Problem
Starting at the line that contains "Query: sheer white curtain", repeat each line exactly through the last line of the listing, and repeat nothing else.
++++ Provided information
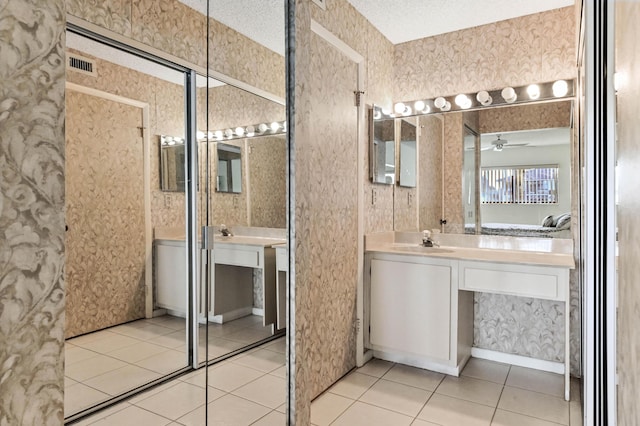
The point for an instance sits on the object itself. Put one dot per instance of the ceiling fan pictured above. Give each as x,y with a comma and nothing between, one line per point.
499,144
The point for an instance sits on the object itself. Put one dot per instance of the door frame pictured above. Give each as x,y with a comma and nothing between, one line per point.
146,152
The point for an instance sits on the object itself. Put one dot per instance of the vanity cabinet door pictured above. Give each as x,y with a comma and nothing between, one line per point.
411,308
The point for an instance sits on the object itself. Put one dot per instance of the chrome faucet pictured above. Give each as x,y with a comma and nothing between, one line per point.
427,241
225,231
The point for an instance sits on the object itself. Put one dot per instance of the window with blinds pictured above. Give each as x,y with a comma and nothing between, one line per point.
519,185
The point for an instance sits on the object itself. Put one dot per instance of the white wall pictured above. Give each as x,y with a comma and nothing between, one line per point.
528,156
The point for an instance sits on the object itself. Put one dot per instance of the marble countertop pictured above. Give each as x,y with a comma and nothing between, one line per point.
487,248
261,237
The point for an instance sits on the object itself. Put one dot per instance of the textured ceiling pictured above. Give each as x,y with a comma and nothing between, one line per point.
398,20
405,20
260,20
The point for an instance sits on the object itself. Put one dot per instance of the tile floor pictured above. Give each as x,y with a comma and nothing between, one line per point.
109,362
487,393
249,389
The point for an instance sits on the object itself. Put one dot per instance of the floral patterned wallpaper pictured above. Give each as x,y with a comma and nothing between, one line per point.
32,212
627,63
105,241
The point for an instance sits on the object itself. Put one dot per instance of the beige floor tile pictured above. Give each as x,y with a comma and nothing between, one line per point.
177,401
79,396
138,352
486,370
195,378
108,342
353,386
82,340
507,418
157,389
231,376
361,414
226,411
396,397
74,354
575,413
175,323
470,389
412,376
164,362
92,367
447,411
536,380
278,345
220,346
375,367
102,414
141,330
261,359
267,390
280,372
249,335
535,404
123,379
173,340
133,416
327,407
274,418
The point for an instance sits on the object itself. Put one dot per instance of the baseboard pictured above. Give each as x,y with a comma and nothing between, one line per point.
231,315
519,360
416,361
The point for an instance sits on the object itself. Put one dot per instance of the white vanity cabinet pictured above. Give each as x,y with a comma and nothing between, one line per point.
417,316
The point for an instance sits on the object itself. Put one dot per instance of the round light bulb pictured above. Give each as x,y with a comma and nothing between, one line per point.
560,88
461,100
509,95
484,98
533,90
399,108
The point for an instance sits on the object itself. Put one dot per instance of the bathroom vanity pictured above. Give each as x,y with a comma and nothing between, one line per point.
420,299
241,261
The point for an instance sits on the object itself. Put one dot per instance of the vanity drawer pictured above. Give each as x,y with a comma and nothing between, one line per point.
518,280
237,257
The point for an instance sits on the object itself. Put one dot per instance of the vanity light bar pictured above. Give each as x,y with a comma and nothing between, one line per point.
242,132
171,140
552,90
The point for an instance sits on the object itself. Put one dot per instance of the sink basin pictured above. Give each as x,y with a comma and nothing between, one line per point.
416,248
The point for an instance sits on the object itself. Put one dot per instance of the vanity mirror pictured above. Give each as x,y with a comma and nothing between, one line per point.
408,151
171,164
229,171
382,148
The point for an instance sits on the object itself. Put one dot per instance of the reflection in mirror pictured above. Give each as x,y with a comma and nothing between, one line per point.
408,152
229,171
171,164
382,149
524,171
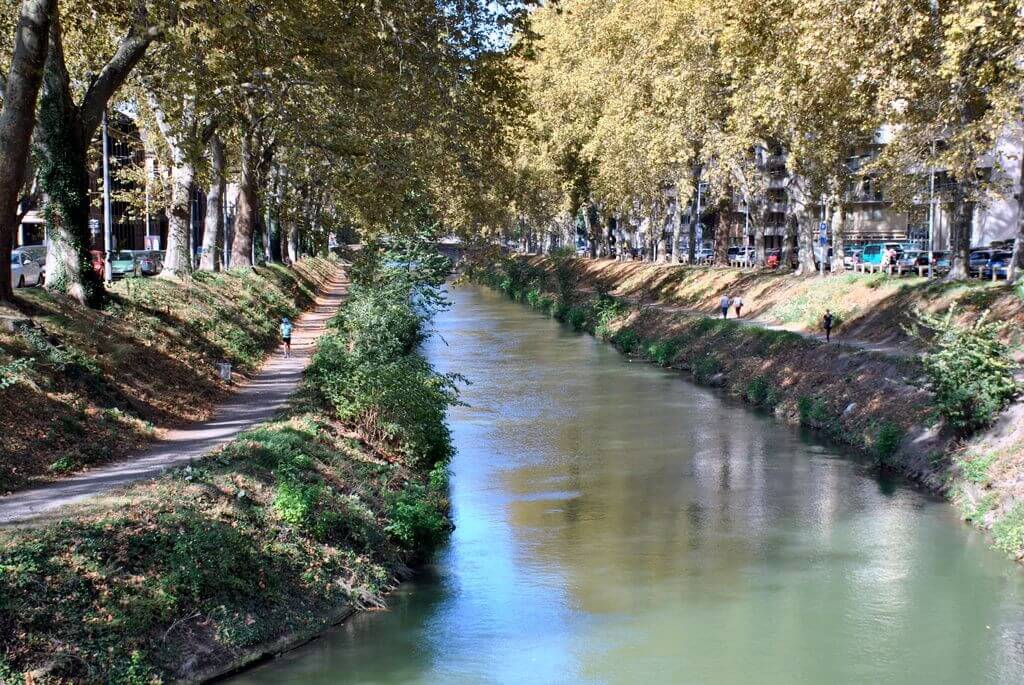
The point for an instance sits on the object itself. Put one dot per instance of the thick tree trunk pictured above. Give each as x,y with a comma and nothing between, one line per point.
677,225
213,237
178,262
960,241
61,145
839,237
66,132
790,242
759,240
245,221
589,227
17,119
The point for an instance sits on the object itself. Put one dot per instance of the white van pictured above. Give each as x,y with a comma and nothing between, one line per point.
25,270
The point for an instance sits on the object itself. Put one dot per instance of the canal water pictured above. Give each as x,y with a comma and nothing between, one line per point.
619,524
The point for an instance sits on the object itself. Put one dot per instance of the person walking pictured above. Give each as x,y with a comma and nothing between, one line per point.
286,335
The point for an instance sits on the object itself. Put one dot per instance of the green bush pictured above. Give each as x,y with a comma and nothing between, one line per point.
761,392
970,371
976,469
887,440
813,412
663,351
627,340
605,310
578,317
706,367
368,370
1009,532
418,519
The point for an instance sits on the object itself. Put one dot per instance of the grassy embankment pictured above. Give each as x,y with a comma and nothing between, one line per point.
81,387
284,531
881,403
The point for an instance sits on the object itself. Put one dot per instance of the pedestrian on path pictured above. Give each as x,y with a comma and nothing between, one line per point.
286,335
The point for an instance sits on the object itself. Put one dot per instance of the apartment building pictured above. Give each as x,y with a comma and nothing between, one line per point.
870,215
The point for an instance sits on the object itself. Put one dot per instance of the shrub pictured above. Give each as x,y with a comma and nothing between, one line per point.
663,352
627,340
417,518
887,440
976,469
368,371
605,310
813,412
969,370
706,367
296,502
1009,532
761,392
578,317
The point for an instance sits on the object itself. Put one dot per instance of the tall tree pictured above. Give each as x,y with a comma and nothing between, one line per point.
17,119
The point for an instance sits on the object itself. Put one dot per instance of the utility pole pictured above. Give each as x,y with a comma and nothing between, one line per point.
108,227
697,231
931,215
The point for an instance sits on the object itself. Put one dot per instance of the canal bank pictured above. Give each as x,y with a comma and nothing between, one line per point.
616,523
262,545
877,402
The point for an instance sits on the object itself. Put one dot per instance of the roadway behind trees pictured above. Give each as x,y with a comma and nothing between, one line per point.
82,387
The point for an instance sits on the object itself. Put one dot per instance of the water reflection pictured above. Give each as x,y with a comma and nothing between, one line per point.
616,524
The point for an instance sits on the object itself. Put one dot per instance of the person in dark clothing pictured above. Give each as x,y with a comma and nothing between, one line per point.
723,303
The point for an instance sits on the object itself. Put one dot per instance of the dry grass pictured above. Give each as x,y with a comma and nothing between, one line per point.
95,385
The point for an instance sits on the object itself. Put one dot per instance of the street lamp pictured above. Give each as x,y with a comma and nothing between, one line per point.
108,227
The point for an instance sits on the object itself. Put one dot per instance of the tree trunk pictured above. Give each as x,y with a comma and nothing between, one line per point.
792,230
66,132
589,227
245,221
178,262
213,239
677,225
64,175
692,233
839,237
17,119
960,241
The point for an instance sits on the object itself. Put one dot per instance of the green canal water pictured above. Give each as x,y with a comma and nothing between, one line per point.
619,524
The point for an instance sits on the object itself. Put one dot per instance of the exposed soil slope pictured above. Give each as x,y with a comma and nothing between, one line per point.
85,387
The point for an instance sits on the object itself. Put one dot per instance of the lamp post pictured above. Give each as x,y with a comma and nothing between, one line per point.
108,227
931,215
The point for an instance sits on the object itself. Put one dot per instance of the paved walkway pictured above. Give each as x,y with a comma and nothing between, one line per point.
257,400
861,345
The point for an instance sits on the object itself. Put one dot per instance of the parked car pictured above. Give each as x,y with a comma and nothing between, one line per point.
705,256
25,270
998,262
912,258
851,257
872,253
97,261
940,260
124,263
977,261
740,253
150,262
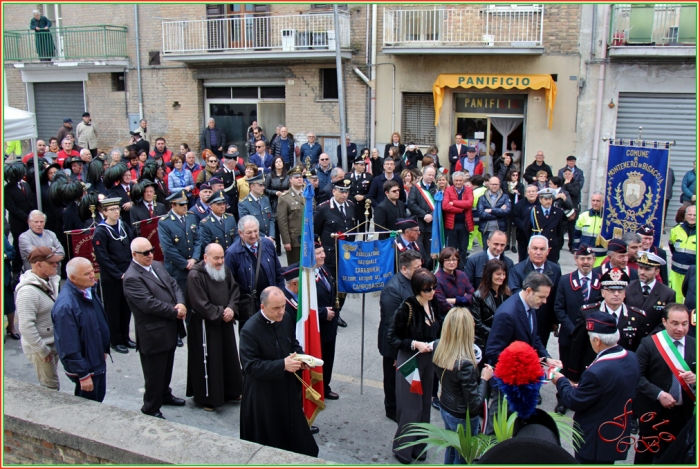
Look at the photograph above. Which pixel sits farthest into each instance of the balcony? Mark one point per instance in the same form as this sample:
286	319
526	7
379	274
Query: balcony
476	29
66	44
306	37
653	30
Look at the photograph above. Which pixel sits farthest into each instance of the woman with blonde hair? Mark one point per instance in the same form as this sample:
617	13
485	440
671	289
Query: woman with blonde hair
456	359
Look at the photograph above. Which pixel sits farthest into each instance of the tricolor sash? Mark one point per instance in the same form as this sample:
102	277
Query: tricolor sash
673	359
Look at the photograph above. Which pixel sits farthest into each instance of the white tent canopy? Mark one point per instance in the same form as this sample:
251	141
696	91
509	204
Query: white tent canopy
19	125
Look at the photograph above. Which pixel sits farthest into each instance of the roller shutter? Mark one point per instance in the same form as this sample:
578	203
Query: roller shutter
663	117
55	101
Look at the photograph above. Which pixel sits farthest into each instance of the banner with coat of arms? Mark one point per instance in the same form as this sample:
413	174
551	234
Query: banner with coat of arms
635	188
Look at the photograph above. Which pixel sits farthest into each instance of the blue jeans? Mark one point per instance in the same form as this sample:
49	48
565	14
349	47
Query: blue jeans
451	422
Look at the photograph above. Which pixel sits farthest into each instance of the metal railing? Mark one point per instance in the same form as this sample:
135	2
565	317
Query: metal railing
253	32
72	42
657	25
469	26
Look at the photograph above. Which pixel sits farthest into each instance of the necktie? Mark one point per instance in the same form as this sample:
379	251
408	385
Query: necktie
675	390
585	290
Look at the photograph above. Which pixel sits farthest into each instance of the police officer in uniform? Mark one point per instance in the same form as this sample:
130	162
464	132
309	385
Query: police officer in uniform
630	321
218	227
547	220
258	205
180	241
290	215
361	181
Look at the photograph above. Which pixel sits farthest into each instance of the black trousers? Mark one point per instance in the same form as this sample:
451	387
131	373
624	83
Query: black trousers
328	357
157	372
118	311
389	385
99	388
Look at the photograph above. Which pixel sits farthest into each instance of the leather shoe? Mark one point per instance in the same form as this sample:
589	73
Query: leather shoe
157	414
172	400
120	348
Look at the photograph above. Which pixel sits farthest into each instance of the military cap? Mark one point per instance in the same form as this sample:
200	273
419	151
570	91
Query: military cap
343	184
601	323
217	196
617	245
111	202
179	198
645	230
257	179
614	279
584	250
649	259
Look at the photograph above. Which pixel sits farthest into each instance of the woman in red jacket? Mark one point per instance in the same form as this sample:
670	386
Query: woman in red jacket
457	209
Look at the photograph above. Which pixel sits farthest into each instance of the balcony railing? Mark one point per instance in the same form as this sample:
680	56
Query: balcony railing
256	33
79	42
661	24
476	26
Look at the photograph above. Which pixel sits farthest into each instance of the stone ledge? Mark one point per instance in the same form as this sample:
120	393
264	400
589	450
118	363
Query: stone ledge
127	437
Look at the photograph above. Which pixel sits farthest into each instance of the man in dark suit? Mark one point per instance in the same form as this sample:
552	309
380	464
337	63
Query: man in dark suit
515	320
667	384
456	152
574	290
395	291
606	390
158	305
647	293
537	262
547	220
390	210
474	267
647	234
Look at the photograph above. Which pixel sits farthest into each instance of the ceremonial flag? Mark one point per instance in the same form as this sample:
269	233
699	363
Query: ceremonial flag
409	370
308	332
438	241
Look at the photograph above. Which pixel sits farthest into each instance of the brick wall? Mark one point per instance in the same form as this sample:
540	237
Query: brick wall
24	449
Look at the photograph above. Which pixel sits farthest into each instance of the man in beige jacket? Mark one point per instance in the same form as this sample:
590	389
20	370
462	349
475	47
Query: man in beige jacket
36	293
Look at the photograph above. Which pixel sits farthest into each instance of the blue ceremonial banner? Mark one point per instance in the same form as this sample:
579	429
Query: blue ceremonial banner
308	256
365	266
634	190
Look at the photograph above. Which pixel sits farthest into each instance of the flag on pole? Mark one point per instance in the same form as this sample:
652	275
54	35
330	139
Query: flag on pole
409	370
438	241
308	332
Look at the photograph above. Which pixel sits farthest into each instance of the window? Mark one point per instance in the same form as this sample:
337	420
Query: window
418	118
118	81
329	83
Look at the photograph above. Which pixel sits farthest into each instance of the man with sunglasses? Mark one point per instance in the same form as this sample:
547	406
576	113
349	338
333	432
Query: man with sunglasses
158	304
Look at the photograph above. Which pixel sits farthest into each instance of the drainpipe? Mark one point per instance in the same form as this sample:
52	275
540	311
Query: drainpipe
138	59
599	104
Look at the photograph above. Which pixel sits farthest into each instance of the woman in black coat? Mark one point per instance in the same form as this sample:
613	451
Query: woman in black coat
414	329
492	292
276	182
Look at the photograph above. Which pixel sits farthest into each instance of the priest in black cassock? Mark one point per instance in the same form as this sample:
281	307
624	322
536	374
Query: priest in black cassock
212	296
271	411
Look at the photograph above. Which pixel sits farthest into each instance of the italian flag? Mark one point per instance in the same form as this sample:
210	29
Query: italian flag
409	370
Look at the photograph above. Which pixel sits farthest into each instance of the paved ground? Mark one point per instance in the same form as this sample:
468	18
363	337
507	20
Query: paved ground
354	429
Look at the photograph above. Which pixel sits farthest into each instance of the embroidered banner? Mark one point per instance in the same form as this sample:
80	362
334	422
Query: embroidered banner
365	266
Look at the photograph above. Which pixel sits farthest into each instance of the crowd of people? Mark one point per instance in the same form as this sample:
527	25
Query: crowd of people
225	219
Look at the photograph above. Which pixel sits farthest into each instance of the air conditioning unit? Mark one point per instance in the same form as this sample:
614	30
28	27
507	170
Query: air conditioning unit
331	40
288	36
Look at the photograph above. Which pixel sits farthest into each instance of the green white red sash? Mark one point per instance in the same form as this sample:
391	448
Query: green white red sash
673	359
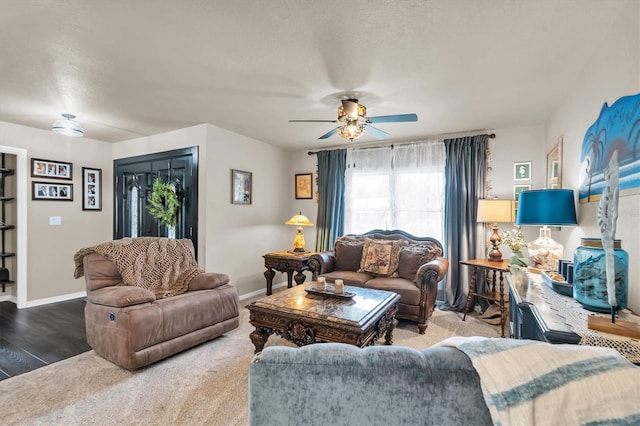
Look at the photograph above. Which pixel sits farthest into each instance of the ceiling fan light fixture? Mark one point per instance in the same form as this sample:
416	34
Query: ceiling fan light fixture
342	114
352	130
67	126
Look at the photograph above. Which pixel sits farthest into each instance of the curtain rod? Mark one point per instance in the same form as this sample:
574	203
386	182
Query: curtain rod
490	136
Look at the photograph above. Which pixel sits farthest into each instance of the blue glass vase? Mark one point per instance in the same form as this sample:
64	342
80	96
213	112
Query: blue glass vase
590	275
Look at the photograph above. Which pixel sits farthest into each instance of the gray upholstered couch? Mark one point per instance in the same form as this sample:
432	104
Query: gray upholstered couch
420	267
338	384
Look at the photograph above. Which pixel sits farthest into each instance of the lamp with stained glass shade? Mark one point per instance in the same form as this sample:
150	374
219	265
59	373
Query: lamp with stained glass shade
299	221
494	211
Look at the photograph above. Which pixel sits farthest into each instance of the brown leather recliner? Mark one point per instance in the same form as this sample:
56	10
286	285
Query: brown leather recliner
132	328
415	277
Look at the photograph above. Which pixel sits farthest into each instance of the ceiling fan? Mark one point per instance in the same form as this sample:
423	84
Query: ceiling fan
353	117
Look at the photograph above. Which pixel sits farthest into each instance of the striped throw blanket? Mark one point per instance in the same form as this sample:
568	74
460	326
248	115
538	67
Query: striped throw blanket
527	382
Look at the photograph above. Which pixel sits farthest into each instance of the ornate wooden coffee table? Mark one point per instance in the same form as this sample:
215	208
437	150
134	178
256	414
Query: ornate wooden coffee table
304	318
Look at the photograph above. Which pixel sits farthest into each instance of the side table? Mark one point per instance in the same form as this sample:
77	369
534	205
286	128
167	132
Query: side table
498	269
289	262
538	312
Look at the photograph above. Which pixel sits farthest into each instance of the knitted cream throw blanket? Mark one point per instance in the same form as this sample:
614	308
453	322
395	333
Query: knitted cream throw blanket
164	266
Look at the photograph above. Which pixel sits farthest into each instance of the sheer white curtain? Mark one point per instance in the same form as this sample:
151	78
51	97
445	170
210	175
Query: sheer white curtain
396	187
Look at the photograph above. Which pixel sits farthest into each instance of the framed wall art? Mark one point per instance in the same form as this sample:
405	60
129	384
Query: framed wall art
522	170
51	169
91	189
241	187
51	191
304	186
517	189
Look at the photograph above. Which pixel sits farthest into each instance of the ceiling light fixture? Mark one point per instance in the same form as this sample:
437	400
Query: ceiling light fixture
++++++++
Response below
Query: sheer white curtain
396	187
Look at the photograph above. Which pixel sits farthest into each instance of the framed wall art? Mark one point per instance in the same form as this sample:
405	60
129	384
Query: framed wall art
522	170
51	169
91	189
241	187
51	191
304	186
517	189
Look at the photograph above. Which pixel sits farthest into each instance of the ceiling light fixture? Mark one point per instance in the same form as this sample:
437	400
Query: ceiling light fixture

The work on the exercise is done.